# Page excerpt
--- Start ---

Back To Garden City

As you might recall, we spent a little bit of time last Saturday poking around a music survey released on March 15, 1974, by radio station KUPK of Garden City, Kansas. The thirty-record survey showed some familiar records, mostly at the upper end, and a fair number of records not so familiar. Four of the records on the KUPK survey, I noted, didn’t even dent the Billboard charts or its Bubbling Under section, and I chose one of those four – “Roll It” by Nino Tempo & 5th Ave. Sax – for our Saturday Single.

In addition, I noted that nine other records on the Garden City survey were ranked a good deal higher than they ever got on the Billboard charts. Now, it’s not out of the ordinary for records to do better in one market than they do nationally. But thirteen out of thirty? That seemed a bit odd. Here, listed by their rankings on the KUPK survey, are those thirteen records and their Billboard peaks:

No. 12: “Star” by Stealers Wheel, No. 29.
No. 16: “On A Night Like This” by Bob Dylan, No. 44.
No. 19: “I’m A Train” by Albert Hammond, No. 31.
No. 20: “Music Eyes” by Heartsfield, No. 95.
No. 22: “Roll It” by Nino Tempo & 5th Ave. Sax, did not chart.
No. 23: “Skybird” by Neil Diamond, No. 75.
No. 24: “Loving Arms” by Kris Kristofferson & Rita Coolidge, No. 86.

--- End ---

# Problems and tasks
**A.** Which song titles appear in the ranked list of the KUPK survey post?
**B.** Could you carry on the KUPK survey post from its last sentence?
The lines that come next are separate material with no connection to the KUPK survey post.

# Material provided
--- Start ---

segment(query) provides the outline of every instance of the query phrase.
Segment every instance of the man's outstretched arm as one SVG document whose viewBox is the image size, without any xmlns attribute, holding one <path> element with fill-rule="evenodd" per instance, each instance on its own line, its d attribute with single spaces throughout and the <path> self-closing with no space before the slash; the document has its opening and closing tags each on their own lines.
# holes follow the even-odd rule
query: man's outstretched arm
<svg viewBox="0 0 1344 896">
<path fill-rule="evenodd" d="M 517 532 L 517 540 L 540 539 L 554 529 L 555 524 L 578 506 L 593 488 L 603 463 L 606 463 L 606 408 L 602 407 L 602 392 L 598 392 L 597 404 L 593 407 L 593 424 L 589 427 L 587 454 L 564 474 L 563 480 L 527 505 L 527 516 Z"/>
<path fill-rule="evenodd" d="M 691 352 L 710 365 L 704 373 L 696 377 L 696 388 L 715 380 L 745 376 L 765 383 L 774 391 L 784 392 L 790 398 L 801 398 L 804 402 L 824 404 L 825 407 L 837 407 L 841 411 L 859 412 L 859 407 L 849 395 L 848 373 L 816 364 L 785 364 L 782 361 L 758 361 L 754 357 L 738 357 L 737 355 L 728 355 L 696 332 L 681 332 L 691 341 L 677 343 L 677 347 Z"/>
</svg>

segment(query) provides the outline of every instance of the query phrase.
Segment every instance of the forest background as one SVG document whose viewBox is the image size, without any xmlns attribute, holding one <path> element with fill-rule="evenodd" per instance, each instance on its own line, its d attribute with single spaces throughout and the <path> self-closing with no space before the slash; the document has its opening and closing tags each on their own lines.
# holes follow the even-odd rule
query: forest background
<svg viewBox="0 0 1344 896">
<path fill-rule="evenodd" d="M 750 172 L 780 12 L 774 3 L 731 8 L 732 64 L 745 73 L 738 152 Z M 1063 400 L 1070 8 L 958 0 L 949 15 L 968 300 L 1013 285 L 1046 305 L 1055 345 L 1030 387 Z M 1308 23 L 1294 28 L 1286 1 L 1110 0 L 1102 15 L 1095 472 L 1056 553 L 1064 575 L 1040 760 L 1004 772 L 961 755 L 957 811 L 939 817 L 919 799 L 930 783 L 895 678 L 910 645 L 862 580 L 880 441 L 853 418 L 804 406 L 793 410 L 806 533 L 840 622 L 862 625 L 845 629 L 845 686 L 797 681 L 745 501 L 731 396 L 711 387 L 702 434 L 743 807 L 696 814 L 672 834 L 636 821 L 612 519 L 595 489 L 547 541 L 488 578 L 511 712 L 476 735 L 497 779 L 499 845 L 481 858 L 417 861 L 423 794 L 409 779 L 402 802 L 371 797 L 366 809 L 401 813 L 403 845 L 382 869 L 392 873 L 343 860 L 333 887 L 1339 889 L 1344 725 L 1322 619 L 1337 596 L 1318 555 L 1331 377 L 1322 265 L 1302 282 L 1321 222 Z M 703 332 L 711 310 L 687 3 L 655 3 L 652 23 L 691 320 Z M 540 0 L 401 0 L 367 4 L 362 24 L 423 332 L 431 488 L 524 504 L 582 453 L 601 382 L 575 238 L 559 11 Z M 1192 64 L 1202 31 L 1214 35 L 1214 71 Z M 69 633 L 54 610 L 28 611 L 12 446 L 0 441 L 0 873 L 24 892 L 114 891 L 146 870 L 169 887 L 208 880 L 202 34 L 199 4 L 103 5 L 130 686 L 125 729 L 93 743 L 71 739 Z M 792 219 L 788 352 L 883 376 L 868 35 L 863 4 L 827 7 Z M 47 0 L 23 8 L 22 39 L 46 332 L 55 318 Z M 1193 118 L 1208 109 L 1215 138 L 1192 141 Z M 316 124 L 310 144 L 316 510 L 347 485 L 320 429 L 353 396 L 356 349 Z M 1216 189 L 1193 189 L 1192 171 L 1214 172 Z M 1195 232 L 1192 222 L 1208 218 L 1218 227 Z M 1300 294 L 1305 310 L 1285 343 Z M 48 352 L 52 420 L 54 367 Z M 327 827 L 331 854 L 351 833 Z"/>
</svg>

--- End ---

# Answers to the exercise
**A.** "Star," "On A Night Like This," "I'm A Train," "Music Eyes," "Roll It," "Skybird," and "Loving Arms."

**B.**
No. 25: “You’re So Unique” by Billy Preston, No. 48.
No. 26: “When The Morning Comes” by Hoyt Axton, No. 54.
No. 27: “All The Kings And Castles” by Shawn Phillips, did not chart.
No. 28: “Stone Country” by Johnny Winter, did not chart.
No. 29: “Invisible Song” by the Rainbow Canyon Band, did not chart.
No. 30: “Pepper Box” by the Peppers, No. 76.

Seven of those records were unfamiliar to me, though I knew most of the performers and one of the songs. I’d never heard of the Rainbow Canyon Band (listed only as “Rainbow Canyon” on the KUPK survey) or the Peppers. And I’ve known the song “Loving Arms” for years, but I’d never heard Kris and Rita’s cover. So after sharing “Roll It” last Saturday, I went and found videos of the six remaining unfamiliar records. Then, even though the Shawn Phillips track was one that I knew, I posted a video of it because it was one of those listed that did not chart in Billboard.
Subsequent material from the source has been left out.